**Exercise tasks:**
1. Answer these questions using the vector index text:
(a) Which kind of table currently supports a vector index?
(b) What index type must be specified to create a vector index?
(c) Within what range should vector_dimension fall?
2. Resume the vector index text after its final line, carrying on the parameter list in the same style.

Vector index

Warning

Supported only for row-oriented tables. Support for column-oriented tables is currently under development.

Alert

The following features are not supported:

  • Index update: the main table can be modified, but the existing index will not be updated. A new index is to be built to reflect the changes. If necessary, the existing index can be atomically replaced with the newly built one.
  • Building an index for vectors with bit quantization.

These limitations may be removed in future versions.

Warning

It makes no sense to create an empty table with a vector index, because for now we don't allow mutations in tables with vector indexes.

You should use ALTER TABLE ... ADD INDEX command) to add a vector index to an existing table.

Vector index in row-oriented tables is created using the same syntax as secondary indexes, by specifying vector_kmeans_tree as the index type. Subset of syntax available for vector indexes:

CREATE TABLE `<table_name>` (
    ...
    INDEX `<index_name>`
        GLOBAL
        [SYNC]
        USING vector_kmeans_tree
        ON ( <index_columns> )
        [COVER ( <cover_columns> )]
        [WITH ( <parameter_name> = <parameter_value>[, ...])]
    [,   ...]
)

Where:

  • <index_name> - unique index name for data access
  • SYNC - indicates synchronous data writing to the index. This is the only currently available option, and it is used by default.
  • <index_columns> - comma-separated list of table columns used for index searches (the last column is used as embedding, others as filtering columns)
  • <cover_columns> - list of additional table columns stored in the index to enable retrieval without accessing the main table
  • <parameter_name> and <parameter_value> - list of key-value parameters:
  • common parameters for all vector indexes:
    • vector_dimension - embedding vector dimensionality (should be between 1 and 16384)

Stored dataset items:
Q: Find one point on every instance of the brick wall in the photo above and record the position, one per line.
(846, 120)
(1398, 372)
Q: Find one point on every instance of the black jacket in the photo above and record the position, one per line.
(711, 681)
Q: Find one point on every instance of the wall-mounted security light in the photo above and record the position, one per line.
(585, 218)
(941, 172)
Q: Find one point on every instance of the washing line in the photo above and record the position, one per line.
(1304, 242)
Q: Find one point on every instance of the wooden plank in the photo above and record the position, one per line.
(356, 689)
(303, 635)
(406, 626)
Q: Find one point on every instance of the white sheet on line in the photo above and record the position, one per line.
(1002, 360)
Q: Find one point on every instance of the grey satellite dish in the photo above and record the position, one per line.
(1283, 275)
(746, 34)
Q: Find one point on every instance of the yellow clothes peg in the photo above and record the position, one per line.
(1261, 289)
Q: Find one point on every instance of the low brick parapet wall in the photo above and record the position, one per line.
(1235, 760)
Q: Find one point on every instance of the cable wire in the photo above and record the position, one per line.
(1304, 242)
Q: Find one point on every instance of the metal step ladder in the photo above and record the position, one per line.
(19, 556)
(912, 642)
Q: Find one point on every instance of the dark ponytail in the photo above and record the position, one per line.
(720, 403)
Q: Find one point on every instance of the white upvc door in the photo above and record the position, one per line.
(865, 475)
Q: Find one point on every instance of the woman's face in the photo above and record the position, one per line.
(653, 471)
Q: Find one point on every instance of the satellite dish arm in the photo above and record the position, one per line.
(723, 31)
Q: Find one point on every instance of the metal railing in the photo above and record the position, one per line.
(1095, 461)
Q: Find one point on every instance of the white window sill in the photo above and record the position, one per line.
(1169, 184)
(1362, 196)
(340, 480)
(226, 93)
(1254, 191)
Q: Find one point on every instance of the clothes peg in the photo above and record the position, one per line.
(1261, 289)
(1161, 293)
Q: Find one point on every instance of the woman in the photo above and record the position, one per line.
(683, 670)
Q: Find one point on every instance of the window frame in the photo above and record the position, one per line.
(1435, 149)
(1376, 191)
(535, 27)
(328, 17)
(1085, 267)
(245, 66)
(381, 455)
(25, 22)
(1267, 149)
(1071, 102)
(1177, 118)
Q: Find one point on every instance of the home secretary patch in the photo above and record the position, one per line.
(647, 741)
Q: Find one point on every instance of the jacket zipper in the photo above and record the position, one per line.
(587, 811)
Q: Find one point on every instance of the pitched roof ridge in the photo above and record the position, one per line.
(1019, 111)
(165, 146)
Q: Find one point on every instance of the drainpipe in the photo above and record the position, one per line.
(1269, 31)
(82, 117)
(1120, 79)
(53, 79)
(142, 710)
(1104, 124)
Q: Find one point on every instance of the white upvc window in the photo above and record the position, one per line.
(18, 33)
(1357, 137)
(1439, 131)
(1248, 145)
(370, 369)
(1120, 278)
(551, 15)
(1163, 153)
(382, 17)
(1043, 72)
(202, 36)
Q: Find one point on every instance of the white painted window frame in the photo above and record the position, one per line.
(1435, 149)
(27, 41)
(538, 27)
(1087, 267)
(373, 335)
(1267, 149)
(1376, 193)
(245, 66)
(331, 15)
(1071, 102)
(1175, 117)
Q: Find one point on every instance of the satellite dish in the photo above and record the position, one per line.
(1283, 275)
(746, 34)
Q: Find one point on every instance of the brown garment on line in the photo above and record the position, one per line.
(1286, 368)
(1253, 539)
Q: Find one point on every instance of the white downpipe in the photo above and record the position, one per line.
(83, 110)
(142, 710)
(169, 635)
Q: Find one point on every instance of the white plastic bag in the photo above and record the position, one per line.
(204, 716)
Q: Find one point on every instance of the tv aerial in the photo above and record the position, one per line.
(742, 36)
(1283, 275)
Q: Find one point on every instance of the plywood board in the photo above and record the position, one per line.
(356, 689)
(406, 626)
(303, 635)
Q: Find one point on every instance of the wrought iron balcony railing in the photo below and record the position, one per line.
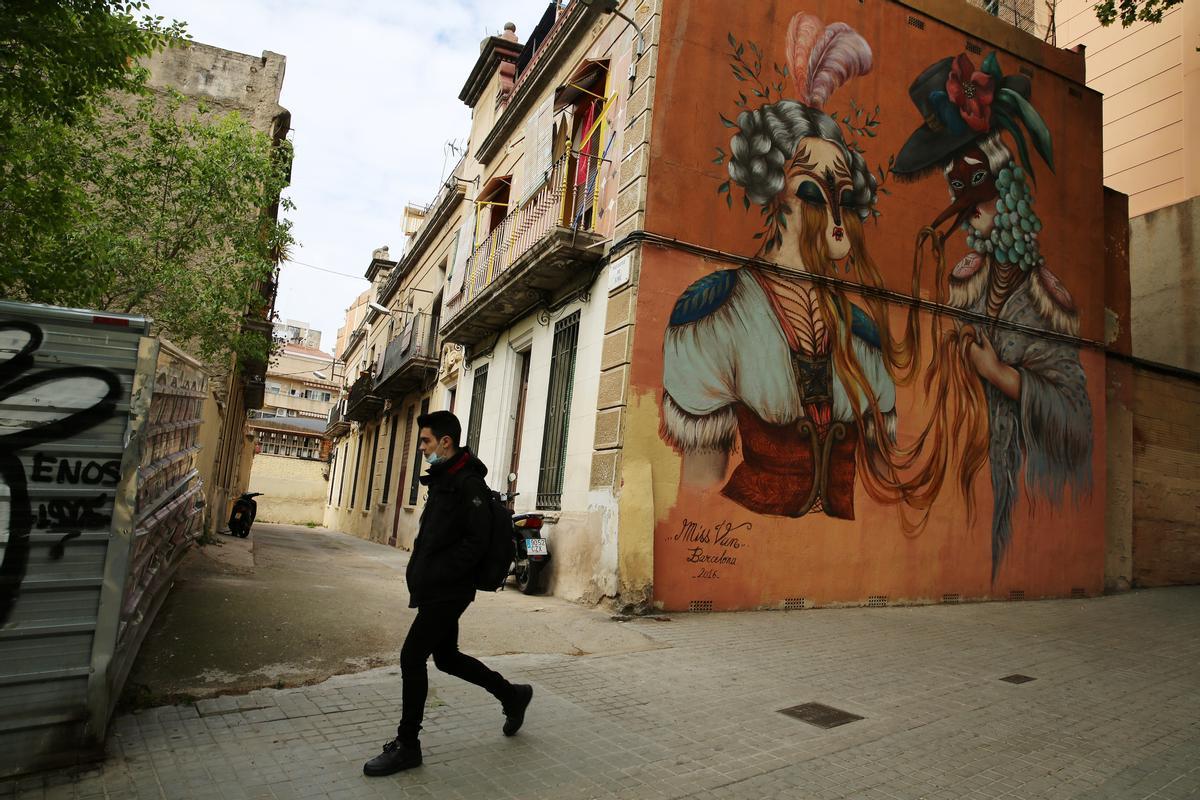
(408, 358)
(567, 198)
(337, 425)
(363, 404)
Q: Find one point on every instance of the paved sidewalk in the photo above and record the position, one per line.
(1114, 711)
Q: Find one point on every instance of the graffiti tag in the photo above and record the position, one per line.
(712, 546)
(42, 407)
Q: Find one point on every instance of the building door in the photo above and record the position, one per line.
(519, 422)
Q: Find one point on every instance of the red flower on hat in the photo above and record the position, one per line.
(972, 92)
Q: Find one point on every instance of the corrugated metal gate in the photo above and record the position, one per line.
(97, 501)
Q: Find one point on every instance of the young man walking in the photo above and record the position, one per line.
(450, 543)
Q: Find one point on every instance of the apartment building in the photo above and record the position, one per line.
(300, 391)
(699, 295)
(295, 331)
(1147, 73)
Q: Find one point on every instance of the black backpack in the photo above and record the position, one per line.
(493, 569)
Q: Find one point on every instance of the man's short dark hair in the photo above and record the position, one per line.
(442, 423)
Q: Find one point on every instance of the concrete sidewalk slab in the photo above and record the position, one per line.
(1114, 711)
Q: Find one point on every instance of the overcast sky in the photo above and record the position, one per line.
(373, 92)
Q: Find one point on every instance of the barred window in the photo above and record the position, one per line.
(391, 457)
(403, 452)
(558, 411)
(375, 453)
(475, 422)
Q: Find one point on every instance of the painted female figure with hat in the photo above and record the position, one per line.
(789, 366)
(1038, 414)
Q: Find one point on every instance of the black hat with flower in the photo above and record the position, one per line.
(960, 104)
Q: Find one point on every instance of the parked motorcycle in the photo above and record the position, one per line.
(532, 551)
(245, 509)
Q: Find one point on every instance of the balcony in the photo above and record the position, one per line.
(363, 404)
(544, 250)
(408, 359)
(337, 423)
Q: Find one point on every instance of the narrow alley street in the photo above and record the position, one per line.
(292, 606)
(1073, 698)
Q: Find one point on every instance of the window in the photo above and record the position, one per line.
(403, 452)
(391, 456)
(375, 452)
(358, 462)
(333, 475)
(341, 485)
(475, 421)
(417, 462)
(558, 411)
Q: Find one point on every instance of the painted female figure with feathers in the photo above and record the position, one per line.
(772, 358)
(1019, 398)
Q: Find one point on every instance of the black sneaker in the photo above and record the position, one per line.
(394, 758)
(514, 710)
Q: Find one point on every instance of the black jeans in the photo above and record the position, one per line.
(436, 632)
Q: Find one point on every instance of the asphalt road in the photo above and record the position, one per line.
(293, 606)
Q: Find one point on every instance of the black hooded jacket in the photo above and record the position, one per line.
(454, 534)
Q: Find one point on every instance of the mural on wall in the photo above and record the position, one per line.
(772, 370)
(1035, 408)
(41, 407)
(804, 378)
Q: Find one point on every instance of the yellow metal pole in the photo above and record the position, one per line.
(599, 152)
(563, 210)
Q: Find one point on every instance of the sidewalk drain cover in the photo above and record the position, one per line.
(822, 716)
(1018, 679)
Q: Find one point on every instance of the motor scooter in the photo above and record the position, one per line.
(532, 551)
(243, 515)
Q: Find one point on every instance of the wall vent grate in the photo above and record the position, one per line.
(1017, 679)
(822, 716)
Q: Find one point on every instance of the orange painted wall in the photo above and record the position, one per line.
(1054, 548)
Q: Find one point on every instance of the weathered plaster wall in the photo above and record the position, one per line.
(293, 489)
(1164, 258)
(1167, 480)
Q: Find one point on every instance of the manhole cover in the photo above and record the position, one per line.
(822, 716)
(1018, 679)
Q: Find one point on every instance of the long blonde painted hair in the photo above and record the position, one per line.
(909, 475)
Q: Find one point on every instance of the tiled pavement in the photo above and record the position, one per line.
(1114, 713)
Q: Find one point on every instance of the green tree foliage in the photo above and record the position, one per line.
(58, 56)
(171, 214)
(113, 198)
(1131, 11)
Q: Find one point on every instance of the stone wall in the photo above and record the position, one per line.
(1167, 480)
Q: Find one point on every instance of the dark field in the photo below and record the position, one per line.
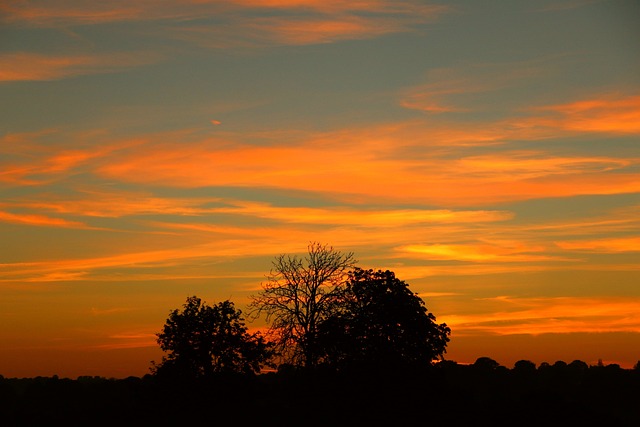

**Outputs in order:**
1.
(a) Row-oriented tables.
(b) vector_kmeans_tree.
(c) Between 1 and 16384.

2.
    • vector_type - vector value type (float, uint8, or int8)
    • distance - distance function (cosine, manhattan, or euclidean), mutually exclusive with similarity
  • specific parameters for vector_kmeans_tree (see the reference):
    • clusters - number of centroids for k-means algorithm (should be between 2 and 2048)
    • levels - number of levels in the tree (should be between 1 and 16)
    • overlap_clusters - the number of nearest clusters to add each vector to (default 1)
    • the total number of nodes in the tree, calculated as clusters raised to the power of levels, should be no more than 1073741824
    • the product of vector_dimension and clusters should be no more than 4194304

Warning

Vector indexes with vector_type=bit are not currently supported.

Example

CREATE TABLE user_articles (
    article_id Uint64,
    user String,
    title String,
    text String,
    embedding String,
    INDEX emb_cosine_idx GLOBAL SYNC USING vector_kmeans_tree
    ON (user, embedding) COVER (title, text)
    WITH (
        distance="cosine",
        vector_type="float",
        vector_dimension=512,
        clusters=128,
        levels=2
    ),
    PRIMARY KEY (article_id)
)